*Task details*:
In the records that follow, find each line containing "purple" and copy it.

*Point localization data*:
|---|
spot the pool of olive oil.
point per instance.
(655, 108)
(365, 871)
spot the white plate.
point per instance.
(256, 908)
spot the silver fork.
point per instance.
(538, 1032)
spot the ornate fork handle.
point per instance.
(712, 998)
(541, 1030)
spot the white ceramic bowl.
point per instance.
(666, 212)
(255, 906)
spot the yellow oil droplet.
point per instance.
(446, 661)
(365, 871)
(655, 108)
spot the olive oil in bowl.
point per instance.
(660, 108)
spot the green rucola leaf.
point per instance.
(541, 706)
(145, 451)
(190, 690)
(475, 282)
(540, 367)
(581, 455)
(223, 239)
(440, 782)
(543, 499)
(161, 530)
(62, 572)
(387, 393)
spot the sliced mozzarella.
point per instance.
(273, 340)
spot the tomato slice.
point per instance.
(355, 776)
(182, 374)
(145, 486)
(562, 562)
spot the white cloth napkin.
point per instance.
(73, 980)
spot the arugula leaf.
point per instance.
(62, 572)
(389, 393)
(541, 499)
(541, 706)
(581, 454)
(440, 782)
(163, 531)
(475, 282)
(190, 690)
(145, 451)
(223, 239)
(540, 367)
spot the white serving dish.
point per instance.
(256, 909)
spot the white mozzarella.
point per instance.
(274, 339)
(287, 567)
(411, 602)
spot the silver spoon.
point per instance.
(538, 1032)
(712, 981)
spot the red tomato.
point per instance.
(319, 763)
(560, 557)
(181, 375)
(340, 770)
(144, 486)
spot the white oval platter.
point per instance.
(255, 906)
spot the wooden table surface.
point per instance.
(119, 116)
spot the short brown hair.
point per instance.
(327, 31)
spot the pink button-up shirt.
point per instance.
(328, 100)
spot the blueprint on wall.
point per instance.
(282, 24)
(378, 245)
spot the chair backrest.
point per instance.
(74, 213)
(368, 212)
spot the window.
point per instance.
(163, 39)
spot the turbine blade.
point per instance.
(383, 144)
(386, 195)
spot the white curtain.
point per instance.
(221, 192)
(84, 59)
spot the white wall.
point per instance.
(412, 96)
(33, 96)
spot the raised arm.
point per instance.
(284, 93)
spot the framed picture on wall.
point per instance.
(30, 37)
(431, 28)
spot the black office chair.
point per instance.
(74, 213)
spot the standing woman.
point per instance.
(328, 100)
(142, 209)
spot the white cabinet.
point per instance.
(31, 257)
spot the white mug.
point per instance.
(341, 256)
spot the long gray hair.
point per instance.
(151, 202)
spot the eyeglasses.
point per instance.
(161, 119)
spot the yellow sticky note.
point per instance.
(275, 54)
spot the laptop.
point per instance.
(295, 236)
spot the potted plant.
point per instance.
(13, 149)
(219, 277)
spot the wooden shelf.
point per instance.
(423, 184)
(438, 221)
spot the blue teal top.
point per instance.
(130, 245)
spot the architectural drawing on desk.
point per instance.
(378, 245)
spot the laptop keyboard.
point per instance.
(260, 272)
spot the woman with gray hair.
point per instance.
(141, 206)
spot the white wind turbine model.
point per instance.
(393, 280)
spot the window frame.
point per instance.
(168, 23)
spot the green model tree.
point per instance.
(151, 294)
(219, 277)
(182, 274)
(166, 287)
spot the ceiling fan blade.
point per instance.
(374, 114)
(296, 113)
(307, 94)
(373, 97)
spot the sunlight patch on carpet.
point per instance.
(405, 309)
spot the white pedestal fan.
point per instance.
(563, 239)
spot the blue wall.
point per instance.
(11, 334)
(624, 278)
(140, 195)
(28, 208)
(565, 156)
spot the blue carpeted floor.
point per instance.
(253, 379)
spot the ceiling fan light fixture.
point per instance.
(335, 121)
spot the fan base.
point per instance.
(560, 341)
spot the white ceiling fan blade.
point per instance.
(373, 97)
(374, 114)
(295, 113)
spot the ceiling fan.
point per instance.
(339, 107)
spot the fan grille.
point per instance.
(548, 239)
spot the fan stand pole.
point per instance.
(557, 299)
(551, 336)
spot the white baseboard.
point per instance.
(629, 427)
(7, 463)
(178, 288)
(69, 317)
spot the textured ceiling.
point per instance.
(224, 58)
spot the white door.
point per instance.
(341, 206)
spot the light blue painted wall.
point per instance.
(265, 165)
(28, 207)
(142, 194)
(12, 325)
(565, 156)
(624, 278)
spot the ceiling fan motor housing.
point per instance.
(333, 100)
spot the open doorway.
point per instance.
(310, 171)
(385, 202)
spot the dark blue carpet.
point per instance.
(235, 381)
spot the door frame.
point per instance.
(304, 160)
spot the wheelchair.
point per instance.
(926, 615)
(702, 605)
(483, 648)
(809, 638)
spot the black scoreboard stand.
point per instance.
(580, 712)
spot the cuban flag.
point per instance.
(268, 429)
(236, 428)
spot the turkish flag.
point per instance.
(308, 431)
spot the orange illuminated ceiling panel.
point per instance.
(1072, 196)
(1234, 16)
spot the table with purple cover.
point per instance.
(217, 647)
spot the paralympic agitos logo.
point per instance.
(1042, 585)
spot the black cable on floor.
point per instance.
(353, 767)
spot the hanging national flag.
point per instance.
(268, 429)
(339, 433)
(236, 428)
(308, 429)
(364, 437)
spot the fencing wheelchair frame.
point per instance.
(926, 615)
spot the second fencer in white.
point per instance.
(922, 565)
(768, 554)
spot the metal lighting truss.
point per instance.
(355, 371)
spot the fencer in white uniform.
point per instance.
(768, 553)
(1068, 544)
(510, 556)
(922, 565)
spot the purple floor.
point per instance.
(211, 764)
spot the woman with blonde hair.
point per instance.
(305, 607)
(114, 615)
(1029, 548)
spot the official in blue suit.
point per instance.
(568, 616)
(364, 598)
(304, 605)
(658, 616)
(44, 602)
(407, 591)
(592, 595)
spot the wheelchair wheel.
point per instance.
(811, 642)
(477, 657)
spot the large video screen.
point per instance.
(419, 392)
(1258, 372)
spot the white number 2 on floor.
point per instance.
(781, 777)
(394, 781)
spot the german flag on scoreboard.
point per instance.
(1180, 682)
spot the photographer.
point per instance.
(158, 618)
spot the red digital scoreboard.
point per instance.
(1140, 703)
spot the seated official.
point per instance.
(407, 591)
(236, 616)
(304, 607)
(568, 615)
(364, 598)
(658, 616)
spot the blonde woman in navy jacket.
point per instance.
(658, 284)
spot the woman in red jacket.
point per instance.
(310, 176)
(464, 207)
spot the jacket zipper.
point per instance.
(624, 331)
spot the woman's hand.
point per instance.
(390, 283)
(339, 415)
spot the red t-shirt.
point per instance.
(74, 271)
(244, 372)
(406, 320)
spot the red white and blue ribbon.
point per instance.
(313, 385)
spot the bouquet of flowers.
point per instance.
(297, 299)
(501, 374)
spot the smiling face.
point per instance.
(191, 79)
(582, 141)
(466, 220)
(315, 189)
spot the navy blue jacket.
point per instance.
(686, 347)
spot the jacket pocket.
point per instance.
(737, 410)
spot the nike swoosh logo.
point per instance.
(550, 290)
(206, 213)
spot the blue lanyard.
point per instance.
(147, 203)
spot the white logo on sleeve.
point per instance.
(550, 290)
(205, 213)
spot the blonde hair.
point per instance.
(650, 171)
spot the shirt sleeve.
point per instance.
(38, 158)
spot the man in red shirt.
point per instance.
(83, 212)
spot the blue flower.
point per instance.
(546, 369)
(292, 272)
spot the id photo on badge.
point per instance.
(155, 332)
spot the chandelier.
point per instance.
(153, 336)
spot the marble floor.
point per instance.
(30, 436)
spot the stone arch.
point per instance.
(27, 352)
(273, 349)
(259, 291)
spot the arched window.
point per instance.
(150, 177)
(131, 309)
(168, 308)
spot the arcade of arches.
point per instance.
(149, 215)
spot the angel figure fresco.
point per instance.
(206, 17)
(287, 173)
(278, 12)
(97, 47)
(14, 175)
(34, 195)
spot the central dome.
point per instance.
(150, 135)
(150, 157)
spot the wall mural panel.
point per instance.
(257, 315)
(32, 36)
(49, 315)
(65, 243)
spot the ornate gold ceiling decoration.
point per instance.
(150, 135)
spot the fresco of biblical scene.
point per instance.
|---|
*Exercise answer*:
spot the table with purple cover.
spot the purple floor.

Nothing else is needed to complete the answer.